Le métier de la critique: libertà e costrizioni della scrittura creatrice
La scrittura crea (e ricrea). Che cosa, se non l’illusione?
Dall’alba dell’uomo, essa ha svolto un ruolo importantissimo, anche se non oscuro. L’opera maggiore di Borges, “Finzioni”, sembra invitare alla comprensione del mistero.
Il destino di ogni uomo, qualunque uomo, buono o cattivo che sia, dotto o ignorante, ricco o povero, si rispecchia nei versi di Salvatore Quasimodo:
“Ognuno sta solo sul cuor della terra
Trafitto da un raggio di sole
Ed è subito sera”
Il primo verso è discutibile e vero solo in parte. Ma è terribilmente espressivo. Dice una parte della verità: che ogni ente è separato dall’altro. Ma sottace l’altro pezzo della questione: che è al contempo unito, l’uno all’altro, al suo prossimo, come i neuroni sono collegati fra loro dalle sinapsi.
Siamo distinti e coinvolti tra di noi al medesimo tempo. Siamo in fuga l’uno dall’altro, e sempre alla sua ricerca. Necessitiamo di libertà e di costrizioni. Non si parla forse delle catene dell’amore, da cui ognuno teme di essere sciolto?
E come potrei qui sottacere il mito di Orfeo, che causò, non si sa quanto inconsciamente, la perdita definitiva di Euridice, per poterla cantare con più libero estro; e quello di Tristano e Isotta, in cui la vicinanza turba gli amanti, quanto la lontananza li fa disperare. E quanta verità e quanta finzione coesistono in “Vita nuova” di Dante e nel “Canzoniere” di Petrarca?
Il secondo narra che la vita è fatta di incidenti, positivi e negativi, che trafiggono, conferendo gioie, dolori, imbarazzi e anche brevi allegrie: causando sempre nuove emozioni. L’alternativa è ancora peggiore, e si tratta del raggio più frequente, che ci avvolge, come un boa costrictor, nella noia d’esistere.

■ Dati grezzi
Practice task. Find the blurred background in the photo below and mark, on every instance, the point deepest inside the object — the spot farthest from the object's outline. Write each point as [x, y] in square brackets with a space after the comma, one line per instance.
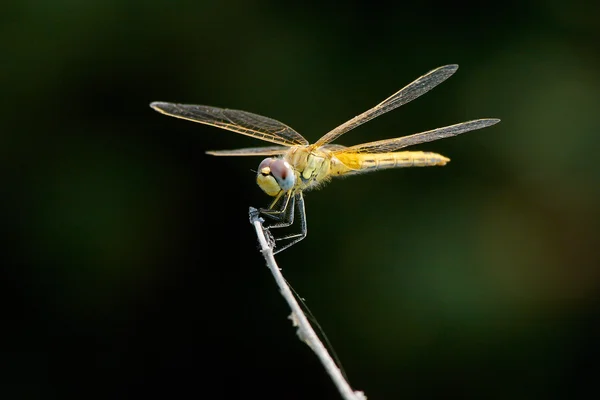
[130, 267]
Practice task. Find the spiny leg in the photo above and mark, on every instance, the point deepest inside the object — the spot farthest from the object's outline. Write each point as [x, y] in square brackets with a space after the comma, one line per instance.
[284, 216]
[295, 237]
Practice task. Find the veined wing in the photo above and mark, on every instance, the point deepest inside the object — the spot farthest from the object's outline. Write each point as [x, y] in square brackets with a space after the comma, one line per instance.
[243, 122]
[389, 145]
[251, 151]
[408, 93]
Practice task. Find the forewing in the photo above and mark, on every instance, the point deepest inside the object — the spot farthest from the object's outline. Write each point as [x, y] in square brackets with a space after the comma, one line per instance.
[408, 93]
[389, 145]
[243, 122]
[252, 151]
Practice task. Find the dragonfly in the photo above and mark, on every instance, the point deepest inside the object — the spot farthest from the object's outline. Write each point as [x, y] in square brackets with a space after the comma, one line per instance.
[294, 166]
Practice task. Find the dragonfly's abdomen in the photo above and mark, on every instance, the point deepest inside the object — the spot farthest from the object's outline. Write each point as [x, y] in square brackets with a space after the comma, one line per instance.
[357, 163]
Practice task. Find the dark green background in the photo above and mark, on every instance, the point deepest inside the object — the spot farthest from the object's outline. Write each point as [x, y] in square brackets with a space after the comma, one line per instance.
[128, 260]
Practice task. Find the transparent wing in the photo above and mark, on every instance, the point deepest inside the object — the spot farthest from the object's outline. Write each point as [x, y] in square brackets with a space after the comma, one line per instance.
[251, 151]
[243, 122]
[408, 93]
[389, 145]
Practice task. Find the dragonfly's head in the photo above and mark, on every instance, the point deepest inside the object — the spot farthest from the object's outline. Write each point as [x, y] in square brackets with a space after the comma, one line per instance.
[275, 175]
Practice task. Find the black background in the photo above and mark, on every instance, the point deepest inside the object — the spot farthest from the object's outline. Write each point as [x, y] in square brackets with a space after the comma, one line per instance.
[130, 267]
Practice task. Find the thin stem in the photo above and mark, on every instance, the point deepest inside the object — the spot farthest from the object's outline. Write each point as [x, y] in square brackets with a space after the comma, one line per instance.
[305, 330]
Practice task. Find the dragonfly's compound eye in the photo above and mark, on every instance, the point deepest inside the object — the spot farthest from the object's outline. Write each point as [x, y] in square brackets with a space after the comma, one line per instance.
[283, 173]
[275, 175]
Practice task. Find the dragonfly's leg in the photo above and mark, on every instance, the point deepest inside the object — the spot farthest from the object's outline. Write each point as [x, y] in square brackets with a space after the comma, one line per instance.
[296, 237]
[284, 216]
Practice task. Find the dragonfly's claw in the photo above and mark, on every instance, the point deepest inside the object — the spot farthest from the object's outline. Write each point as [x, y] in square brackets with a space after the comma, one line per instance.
[255, 215]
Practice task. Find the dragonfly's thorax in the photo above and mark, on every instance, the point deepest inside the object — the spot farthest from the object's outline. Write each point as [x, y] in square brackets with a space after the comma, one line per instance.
[312, 167]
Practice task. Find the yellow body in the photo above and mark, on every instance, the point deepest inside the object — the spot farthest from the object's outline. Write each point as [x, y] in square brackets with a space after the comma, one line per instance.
[294, 165]
[314, 167]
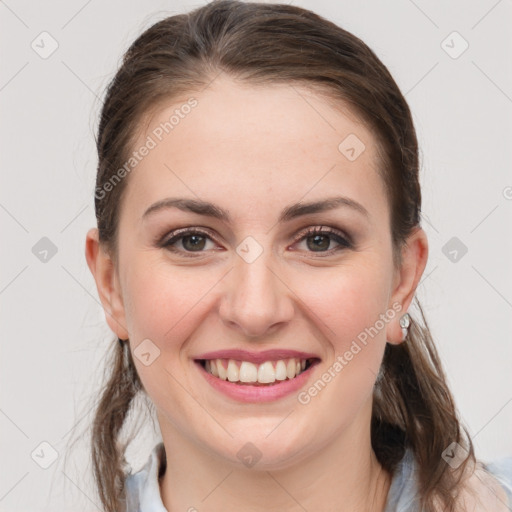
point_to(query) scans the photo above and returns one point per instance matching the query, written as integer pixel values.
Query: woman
(257, 252)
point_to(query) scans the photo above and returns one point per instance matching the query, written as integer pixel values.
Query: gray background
(53, 332)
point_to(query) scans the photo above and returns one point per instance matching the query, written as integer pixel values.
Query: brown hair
(260, 43)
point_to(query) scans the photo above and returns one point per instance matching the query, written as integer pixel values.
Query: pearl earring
(405, 322)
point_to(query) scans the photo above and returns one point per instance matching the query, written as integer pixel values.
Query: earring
(405, 322)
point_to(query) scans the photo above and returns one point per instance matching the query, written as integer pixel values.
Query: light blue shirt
(143, 491)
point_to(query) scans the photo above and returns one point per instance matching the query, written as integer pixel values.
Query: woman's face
(258, 279)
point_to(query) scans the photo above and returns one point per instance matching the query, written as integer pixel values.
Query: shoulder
(142, 491)
(487, 488)
(484, 488)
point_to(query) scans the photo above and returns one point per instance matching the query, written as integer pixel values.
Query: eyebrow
(289, 213)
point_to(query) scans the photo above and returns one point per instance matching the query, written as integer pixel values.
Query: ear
(104, 272)
(406, 279)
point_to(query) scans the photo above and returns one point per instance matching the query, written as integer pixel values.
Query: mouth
(247, 373)
(261, 377)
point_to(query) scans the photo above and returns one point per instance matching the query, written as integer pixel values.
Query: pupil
(325, 239)
(197, 241)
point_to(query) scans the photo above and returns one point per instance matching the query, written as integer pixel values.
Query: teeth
(281, 370)
(247, 372)
(233, 371)
(266, 373)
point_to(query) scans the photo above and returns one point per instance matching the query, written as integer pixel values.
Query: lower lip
(265, 393)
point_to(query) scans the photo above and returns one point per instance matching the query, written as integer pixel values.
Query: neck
(344, 476)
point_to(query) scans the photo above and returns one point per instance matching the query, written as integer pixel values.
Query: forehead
(237, 142)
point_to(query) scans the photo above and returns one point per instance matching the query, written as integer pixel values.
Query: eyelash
(343, 240)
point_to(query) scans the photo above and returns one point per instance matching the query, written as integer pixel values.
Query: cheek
(166, 303)
(346, 300)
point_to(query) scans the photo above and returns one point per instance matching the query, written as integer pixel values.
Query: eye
(320, 238)
(195, 240)
(192, 240)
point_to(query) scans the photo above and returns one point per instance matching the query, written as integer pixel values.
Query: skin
(253, 151)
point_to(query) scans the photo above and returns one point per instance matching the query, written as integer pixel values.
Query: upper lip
(257, 357)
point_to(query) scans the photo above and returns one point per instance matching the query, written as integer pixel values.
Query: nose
(257, 300)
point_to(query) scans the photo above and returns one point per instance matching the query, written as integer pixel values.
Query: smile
(247, 376)
(246, 372)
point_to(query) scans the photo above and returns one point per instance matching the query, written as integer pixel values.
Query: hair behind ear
(413, 408)
(122, 385)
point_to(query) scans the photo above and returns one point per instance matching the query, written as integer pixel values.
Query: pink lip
(256, 357)
(258, 393)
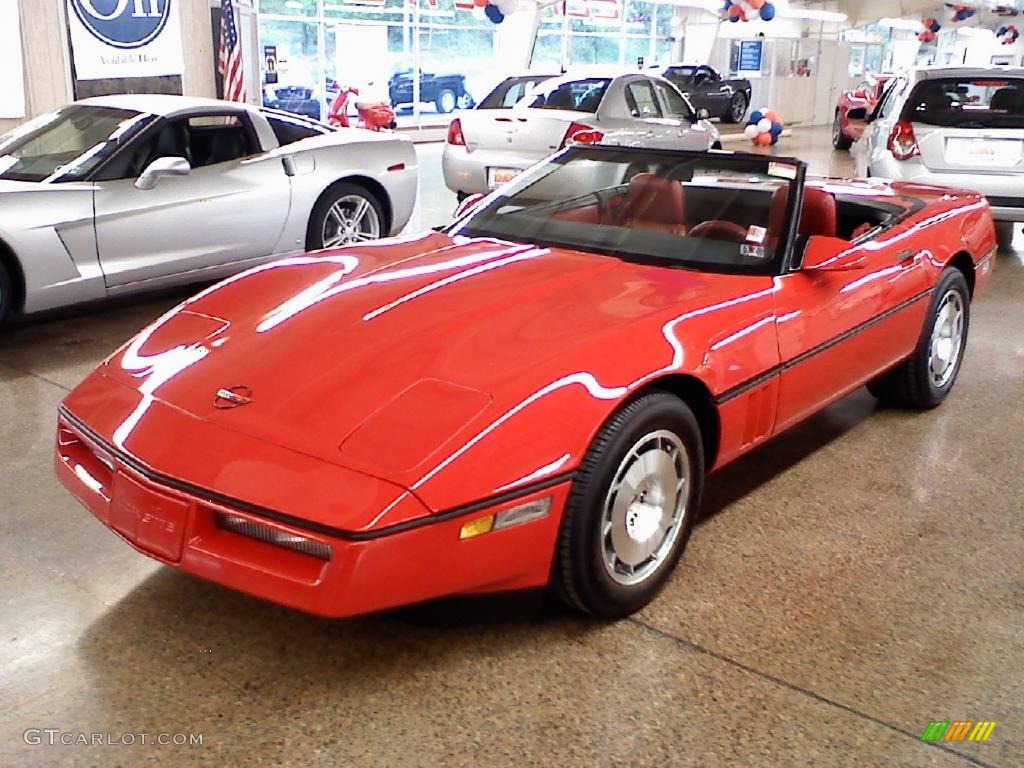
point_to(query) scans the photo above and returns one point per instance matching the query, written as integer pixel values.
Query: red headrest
(653, 200)
(818, 216)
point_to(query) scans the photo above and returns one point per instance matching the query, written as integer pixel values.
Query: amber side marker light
(527, 512)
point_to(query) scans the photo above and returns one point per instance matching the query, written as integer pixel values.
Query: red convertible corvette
(532, 395)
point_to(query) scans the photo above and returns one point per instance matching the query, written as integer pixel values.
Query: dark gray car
(727, 98)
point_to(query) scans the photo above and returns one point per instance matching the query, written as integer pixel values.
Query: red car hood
(376, 358)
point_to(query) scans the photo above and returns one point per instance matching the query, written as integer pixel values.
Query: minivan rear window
(581, 95)
(989, 101)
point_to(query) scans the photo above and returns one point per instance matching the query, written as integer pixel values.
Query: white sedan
(486, 147)
(117, 195)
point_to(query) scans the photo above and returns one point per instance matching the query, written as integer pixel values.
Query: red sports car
(530, 396)
(863, 99)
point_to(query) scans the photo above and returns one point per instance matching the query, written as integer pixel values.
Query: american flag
(229, 60)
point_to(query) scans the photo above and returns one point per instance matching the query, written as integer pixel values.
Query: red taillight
(455, 133)
(902, 142)
(580, 133)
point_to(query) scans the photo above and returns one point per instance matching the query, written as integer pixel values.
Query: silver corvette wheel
(947, 339)
(351, 219)
(645, 507)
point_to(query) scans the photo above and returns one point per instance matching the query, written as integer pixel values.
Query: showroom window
(427, 59)
(432, 57)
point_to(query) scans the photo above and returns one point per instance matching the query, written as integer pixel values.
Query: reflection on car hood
(389, 334)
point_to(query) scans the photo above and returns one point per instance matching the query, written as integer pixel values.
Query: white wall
(45, 77)
(978, 50)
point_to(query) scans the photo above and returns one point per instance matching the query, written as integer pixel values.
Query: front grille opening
(268, 535)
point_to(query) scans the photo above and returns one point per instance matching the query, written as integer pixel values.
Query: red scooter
(373, 117)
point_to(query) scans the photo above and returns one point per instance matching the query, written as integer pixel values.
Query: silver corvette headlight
(517, 515)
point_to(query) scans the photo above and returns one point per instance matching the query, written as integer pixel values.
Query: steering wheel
(719, 229)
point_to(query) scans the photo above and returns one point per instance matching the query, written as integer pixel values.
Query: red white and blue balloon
(930, 31)
(764, 127)
(961, 12)
(495, 10)
(748, 10)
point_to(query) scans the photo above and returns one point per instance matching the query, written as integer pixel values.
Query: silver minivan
(951, 126)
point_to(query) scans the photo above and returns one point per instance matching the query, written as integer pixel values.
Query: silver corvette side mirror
(162, 167)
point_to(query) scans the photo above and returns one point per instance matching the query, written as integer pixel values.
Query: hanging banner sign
(125, 38)
(12, 92)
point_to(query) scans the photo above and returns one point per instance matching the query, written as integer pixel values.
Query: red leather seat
(653, 203)
(818, 216)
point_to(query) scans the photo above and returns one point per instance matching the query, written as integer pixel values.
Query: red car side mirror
(824, 254)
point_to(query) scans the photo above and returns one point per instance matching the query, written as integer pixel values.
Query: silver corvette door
(206, 201)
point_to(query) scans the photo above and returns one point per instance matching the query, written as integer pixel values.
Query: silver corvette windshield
(68, 144)
(708, 211)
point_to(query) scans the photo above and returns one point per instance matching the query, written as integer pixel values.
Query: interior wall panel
(45, 55)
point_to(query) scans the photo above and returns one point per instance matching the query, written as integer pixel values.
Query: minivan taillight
(455, 133)
(902, 142)
(581, 133)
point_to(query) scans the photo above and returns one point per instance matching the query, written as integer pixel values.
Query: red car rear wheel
(840, 139)
(631, 509)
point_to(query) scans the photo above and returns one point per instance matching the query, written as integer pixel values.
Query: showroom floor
(852, 581)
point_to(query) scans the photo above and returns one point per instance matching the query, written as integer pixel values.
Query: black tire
(445, 101)
(1005, 235)
(314, 228)
(910, 384)
(6, 295)
(737, 109)
(581, 577)
(840, 139)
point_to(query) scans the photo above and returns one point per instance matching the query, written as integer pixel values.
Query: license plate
(983, 152)
(151, 520)
(499, 176)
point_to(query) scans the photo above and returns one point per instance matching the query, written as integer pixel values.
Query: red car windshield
(696, 210)
(968, 102)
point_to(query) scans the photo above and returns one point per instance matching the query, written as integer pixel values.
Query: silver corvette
(122, 194)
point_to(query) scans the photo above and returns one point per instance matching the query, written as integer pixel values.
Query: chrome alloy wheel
(947, 339)
(351, 219)
(645, 507)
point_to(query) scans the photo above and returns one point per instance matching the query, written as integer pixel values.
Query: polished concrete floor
(856, 579)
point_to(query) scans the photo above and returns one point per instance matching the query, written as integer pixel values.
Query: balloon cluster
(930, 32)
(496, 10)
(1008, 34)
(961, 12)
(764, 127)
(748, 10)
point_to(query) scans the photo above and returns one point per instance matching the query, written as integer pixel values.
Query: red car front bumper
(347, 574)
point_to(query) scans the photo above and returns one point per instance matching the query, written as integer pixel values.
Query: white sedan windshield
(68, 144)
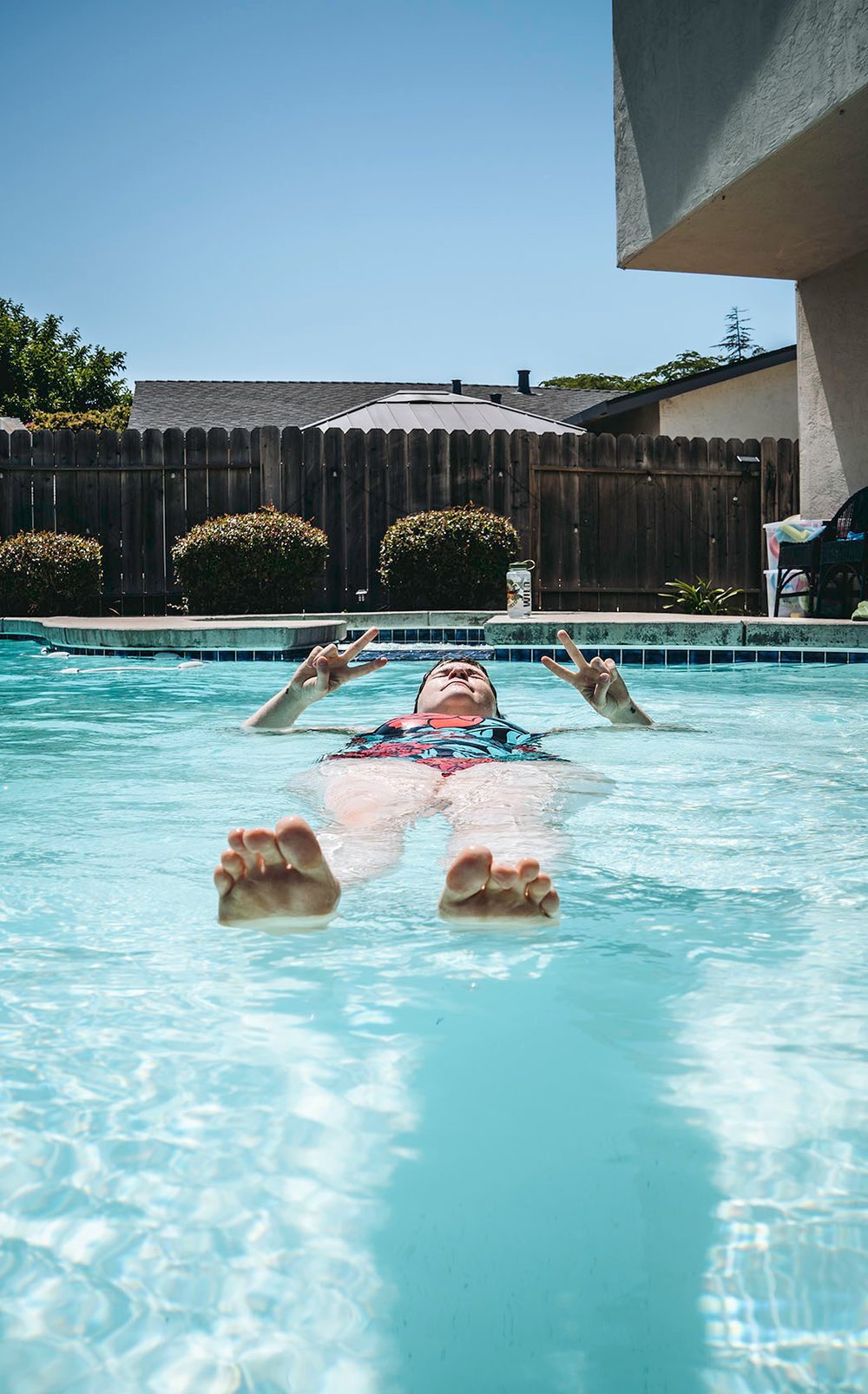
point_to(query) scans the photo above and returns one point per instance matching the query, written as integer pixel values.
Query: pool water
(619, 1154)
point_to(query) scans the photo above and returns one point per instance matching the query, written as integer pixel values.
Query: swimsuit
(449, 743)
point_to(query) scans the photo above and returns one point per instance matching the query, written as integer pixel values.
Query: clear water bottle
(518, 590)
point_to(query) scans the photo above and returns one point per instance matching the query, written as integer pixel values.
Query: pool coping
(640, 637)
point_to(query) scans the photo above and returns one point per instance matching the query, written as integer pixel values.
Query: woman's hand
(324, 671)
(600, 683)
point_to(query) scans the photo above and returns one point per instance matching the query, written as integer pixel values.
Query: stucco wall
(832, 324)
(706, 91)
(757, 404)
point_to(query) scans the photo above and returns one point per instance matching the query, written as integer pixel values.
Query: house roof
(166, 403)
(628, 400)
(442, 411)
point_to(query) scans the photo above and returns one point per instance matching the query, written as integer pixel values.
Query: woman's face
(457, 687)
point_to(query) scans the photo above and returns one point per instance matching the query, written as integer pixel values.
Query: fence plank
(787, 485)
(396, 485)
(21, 481)
(378, 505)
(282, 469)
(6, 487)
(154, 517)
(357, 526)
(66, 512)
(239, 498)
(174, 506)
(333, 516)
(441, 470)
(87, 480)
(109, 517)
(502, 480)
(418, 476)
(195, 483)
(524, 522)
(255, 476)
(131, 515)
(218, 471)
(313, 476)
(750, 502)
(265, 442)
(42, 459)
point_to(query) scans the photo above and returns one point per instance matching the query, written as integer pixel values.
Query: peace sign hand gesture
(600, 683)
(324, 671)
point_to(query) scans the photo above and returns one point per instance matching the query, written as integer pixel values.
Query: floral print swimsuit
(449, 743)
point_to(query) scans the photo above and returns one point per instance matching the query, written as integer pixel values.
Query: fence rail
(609, 520)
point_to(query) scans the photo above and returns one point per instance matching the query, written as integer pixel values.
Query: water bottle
(518, 590)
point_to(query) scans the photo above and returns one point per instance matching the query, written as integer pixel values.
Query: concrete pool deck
(287, 633)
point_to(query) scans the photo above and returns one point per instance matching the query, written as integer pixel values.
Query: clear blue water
(619, 1154)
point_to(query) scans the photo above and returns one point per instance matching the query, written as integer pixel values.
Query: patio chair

■ Istruzioni di lavoro
A – Riscriva in forma più breve il paragrafo del brano sulla scrittura creatrice che inizia con «Il primo verso è discutibile», conservandone i fatti principali.
B – Prosegua il brano sulla scrittura creatrice a partire dalla sua ultima frase.

■ Risposte attese
A – Il primo verso è discutibile e solo in parte vero, ma assai espressivo: afferma che ogni ente è separato dall'altro. Tace però che ciascuno è al contempo unito al prossimo, come i neuroni collegati dalle sinapsi.

B –
Il terzo tratta del destino finale, chissà?, di ognuno di noi. Si sorge, ci si pone al centro dell’orizzonte, in alto o dove si riesce, e poi fatalmente, si declina. Il tramonto che, a Pixuntum, verso settembre, quando l’aria è tersa e secca, accade per un miracolo continuo e mutabile, attimo dopo attimo, e ogni sera diverso, conferisce una specie di eternità al declino dell’astro più amato: che è il Sé, non il Sole!
Poco fa usai il verbo narrare: in “Lingua di Falce”, Gavino Ledda scrisse che in sardo lo si usa comunemente nel dire: “ita mi narrasa?”, “cosa mi vai dicendo?”
La scrittura, ma vorrei ancor più restringere l’osservazione: la parola narra.
Che essa sia nata, come si narra, dal goffo tentativo da parte degli uomini afarensis di imitare il cinguettio degli uccellini, mi pare una bella parabola, ma da allora sono stati compiuti passi da Titani.
Dai popoli mesopotamici, da quello dell’antico Egitto, dalla nostra comune madre Grecia, dall’opulenta Roma in poi, l’uomo è stato capace di realizzare monumenti verbali che paiono quasi infiniti.
Esiste anche la selva semi sconosciuta delle opere di altre civiltà, come ad esempio la letteratura giapponese. Sto leggendo da due mesi “La storia di Genji” di Murasaki Shikibu, mirabilissima opera del primo decennio del secolo XI, che è una sorta di “Alla ricerca del tempo perduto” scritta mille anni prima.
L’uomo è sempre una meraviglia pressoché incomprensibile, un bieco produttore di entropia che, per qualche alchimia esoterica, ha saputo creare mondi alternativi, in cui è così bello immaginarsi di vivere.
Perché è assurdo essere razzisti? Perché noi sette o otto miliardi di bipedi implumi ci assomigliamo tanto nei nostri difetti più nefandi, quanto nelle qualità più splendide, mentre è nella vita quotidiana che differiamo, nelle nostre effimere micro-abitudini: ma siamo tutti ugualmente, orrendamente e mi(se)rabilmente uomini.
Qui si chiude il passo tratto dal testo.